Exercise materials: Begin

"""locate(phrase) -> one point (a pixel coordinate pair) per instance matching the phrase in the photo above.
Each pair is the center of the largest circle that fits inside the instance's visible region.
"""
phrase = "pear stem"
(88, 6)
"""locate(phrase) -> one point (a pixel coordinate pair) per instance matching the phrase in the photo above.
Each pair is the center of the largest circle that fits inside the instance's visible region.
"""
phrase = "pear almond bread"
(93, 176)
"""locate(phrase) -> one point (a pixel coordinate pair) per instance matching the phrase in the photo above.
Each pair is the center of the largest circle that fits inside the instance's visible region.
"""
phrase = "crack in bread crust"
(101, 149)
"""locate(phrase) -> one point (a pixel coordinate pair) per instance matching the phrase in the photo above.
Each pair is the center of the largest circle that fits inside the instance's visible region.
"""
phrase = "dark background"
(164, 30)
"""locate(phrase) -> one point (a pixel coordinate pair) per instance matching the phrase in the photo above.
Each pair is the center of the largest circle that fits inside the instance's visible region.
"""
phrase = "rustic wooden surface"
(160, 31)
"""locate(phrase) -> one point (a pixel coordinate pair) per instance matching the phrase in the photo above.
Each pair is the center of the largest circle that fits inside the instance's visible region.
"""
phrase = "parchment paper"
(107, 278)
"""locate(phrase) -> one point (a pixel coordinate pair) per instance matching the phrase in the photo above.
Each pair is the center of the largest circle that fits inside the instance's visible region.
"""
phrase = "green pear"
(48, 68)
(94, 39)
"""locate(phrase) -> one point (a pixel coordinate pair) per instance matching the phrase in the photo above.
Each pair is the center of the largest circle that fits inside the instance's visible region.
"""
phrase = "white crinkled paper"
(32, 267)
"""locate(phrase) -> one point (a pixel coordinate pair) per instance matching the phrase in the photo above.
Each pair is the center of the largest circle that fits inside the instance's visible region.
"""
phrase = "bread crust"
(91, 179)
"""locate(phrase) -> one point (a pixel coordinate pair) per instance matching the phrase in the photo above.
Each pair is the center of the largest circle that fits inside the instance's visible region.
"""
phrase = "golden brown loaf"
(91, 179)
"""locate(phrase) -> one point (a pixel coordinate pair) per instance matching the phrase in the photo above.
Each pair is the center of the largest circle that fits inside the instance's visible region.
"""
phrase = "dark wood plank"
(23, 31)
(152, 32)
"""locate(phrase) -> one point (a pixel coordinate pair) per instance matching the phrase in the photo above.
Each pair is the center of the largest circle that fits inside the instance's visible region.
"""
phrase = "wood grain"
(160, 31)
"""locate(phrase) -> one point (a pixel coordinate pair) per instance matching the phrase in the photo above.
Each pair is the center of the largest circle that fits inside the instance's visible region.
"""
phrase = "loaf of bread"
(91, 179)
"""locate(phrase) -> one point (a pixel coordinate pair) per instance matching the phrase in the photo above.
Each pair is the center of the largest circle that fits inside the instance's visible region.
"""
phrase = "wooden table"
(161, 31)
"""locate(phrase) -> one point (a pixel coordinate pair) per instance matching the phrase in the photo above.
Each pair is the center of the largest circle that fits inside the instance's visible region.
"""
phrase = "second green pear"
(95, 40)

Exercise materials: End

| Problem statement |
The records are to be duplicated in full, with every word kept exactly.

| Result below |
"""locate(phrase) -> one point (a pixel coordinate pair) per instance matching the phrase in the photo above.
Each pair is the center of the largest circle that fits inside the instance's visible region.
"""
phrase = "pear stem"
(88, 6)
"""locate(phrase) -> one point (a pixel coordinate pair) per instance matching the phrase in the photo above.
Each pair is the center of the largest circle that fits inside the instance's visible region.
"""
phrase = "pear almond bread"
(93, 176)
"""locate(phrase) -> one point (a pixel coordinate pair) per instance matching the phrase in the photo above.
Each pair is the center of the largest circle that fits inside the instance's visible region.
"""
phrase = "crack in bread crust"
(101, 149)
"""locate(phrase) -> one point (a pixel coordinate pair) per instance matching the phrase in the photo above.
Each pair is the center of the largest circle that fits inside the instance's visible region.
"""
phrase = "dark background"
(164, 30)
"""locate(phrase) -> one point (a pixel coordinate pair) per instance matching the phrase in the photo above.
Each pair is the center of the largest circle that fits inside the instance's visible region.
"""
phrase = "rustic wooden surface"
(160, 31)
"""locate(phrase) -> one point (a pixel coordinate pair) per instance matching the phrase in the photo above.
Each pair is the center of the largest circle that fits inside the instance's visible region.
"""
phrase = "parchment paper"
(107, 278)
"""locate(phrase) -> one point (a pixel coordinate pair) per instance matching the phrase in the photo above.
Each pair is the center of the largest circle that fits inside the instance's visible region.
"""
phrase = "green pear"
(48, 68)
(94, 39)
"""locate(phrase) -> one point (a pixel coordinate pair) per instance matching the phrase in the photo above.
Each pair is the center of the largest circle that fits inside the instance's visible region.
"""
phrase = "white crinkled paper"
(32, 267)
"""locate(phrase) -> one point (a pixel coordinate pair) per instance matching the phrase in the photo above.
Each pair is the center of the largest circle that fits inside the instance's visible region.
"""
phrase = "bread crust"
(91, 179)
"""locate(phrase) -> one point (a pixel coordinate pair) per instance matching the phrase in the photo above.
Each pair is the center of the largest circle that fits inside the instance's visible region.
"""
phrase = "golden brown loaf"
(91, 179)
"""locate(phrase) -> one point (a pixel coordinate pair) per instance matching the phrase in the photo above.
Each pair is the center of the largest circle that fits inside the instance's visible region.
"""
phrase = "dark wood plank"
(23, 31)
(152, 32)
"""locate(phrase) -> one point (a pixel coordinate pair) per instance matching the phrase in the photo above.
Each pair is the center of the largest circle that fits inside the instance's visible region.
"""
phrase = "wood grain"
(160, 31)
"""locate(phrase) -> one point (a pixel coordinate pair) per instance matching the phrase in the photo above.
Each pair is the center of the largest circle that fits inside the instance's visible region.
"""
phrase = "loaf of bread"
(91, 179)
"""locate(phrase) -> one point (a pixel coordinate pair) per instance matching the phrase in the photo above.
Each pair is the center of the largest circle that fits inside the instance's visible region.
"""
phrase = "wooden table"
(161, 31)
"""locate(phrase) -> one point (a pixel coordinate pair) per instance matching the phrase in the photo above.
Each pair is the center of the largest circle that fits inside the instance's visible region.
"""
phrase = "second green pear"
(95, 40)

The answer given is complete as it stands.